### WHAT THIS TASK INVOLVES
Every line of the data is to be reproduced exactly.

--- RECORD EXCERPTS ---

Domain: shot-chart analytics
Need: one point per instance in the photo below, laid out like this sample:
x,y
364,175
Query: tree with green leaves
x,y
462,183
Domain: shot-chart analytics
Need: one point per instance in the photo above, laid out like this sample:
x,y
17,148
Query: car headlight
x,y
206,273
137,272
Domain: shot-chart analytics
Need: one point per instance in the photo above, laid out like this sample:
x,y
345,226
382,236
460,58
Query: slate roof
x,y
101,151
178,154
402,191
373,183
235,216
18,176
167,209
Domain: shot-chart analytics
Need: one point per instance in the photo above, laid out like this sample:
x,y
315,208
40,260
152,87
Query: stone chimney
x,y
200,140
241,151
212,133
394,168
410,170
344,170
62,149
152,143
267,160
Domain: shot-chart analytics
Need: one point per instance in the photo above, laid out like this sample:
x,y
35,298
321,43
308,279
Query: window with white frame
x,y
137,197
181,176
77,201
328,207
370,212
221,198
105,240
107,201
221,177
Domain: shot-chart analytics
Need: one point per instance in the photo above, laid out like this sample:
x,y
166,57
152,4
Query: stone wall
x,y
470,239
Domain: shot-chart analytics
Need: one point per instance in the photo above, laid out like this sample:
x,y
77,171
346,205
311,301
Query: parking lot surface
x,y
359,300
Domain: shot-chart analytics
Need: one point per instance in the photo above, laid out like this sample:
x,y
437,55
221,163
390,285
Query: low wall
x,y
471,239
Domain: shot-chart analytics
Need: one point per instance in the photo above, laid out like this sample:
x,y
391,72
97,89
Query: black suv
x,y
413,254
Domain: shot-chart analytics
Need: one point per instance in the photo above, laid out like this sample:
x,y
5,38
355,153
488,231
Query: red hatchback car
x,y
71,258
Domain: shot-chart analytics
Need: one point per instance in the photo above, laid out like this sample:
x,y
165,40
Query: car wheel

---

### WRITTEN RESPONSE
Domain: shot-chart analytics
Need: one point per instance in the photo below, laid out like this sample:
x,y
364,175
Query: tree with green leaves
x,y
462,183
Domain: shot-chart analytics
Need: one point per instance in the photo above, laid out like this sample:
x,y
17,148
Query: car headlight
x,y
206,273
137,272
Domain: shot-chart analytics
Need: one point per instance in the photo above, laid out like this sample:
x,y
345,226
382,236
460,58
Query: slate roof
x,y
101,151
178,154
402,191
373,183
235,216
18,176
167,209
Domain: shot-chart analytics
Need: one point per instance in the photo above, laid out like this sample:
x,y
315,208
40,260
152,87
Query: stone chimney
x,y
200,140
241,151
212,133
394,168
410,170
344,170
62,149
152,143
267,160
Domain: shot-chart analytics
Need: one point per instance in the photo above, laid out like this sample:
x,y
35,298
321,43
308,279
Query: window with white frame
x,y
137,197
181,176
77,201
328,207
370,212
221,198
105,240
107,201
221,177
Domain: shot-chart analytics
Need: one point per instance in the photo above, laid out like this sample:
x,y
166,57
152,4
Query: stone wall
x,y
470,239
Domain: shot-chart analytics
Need: one point per instance in the photo above, laid out like this sample:
x,y
77,171
346,205
311,301
Query: parking lot surface
x,y
359,300
Domain: shot-chart analytics
Need: one point per instance in the photo above, laid out like this sample:
x,y
437,55
221,163
390,285
Query: low wall
x,y
471,239
Domain: shot-chart analytics
Need: one point per instance in the photo above, laid out like this sample:
x,y
391,72
97,89
Query: black suv
x,y
413,254
Domain: shot-chart analytics
Need: one point per instance in the photo above, laid out like this sample:
x,y
5,38
355,153
488,231
Query: red hatchback car
x,y
71,258
Domain: shot-chart analytics
Need: one point per instance in the photo above, laid out like this sample:
x,y
165,40
Query: car wheel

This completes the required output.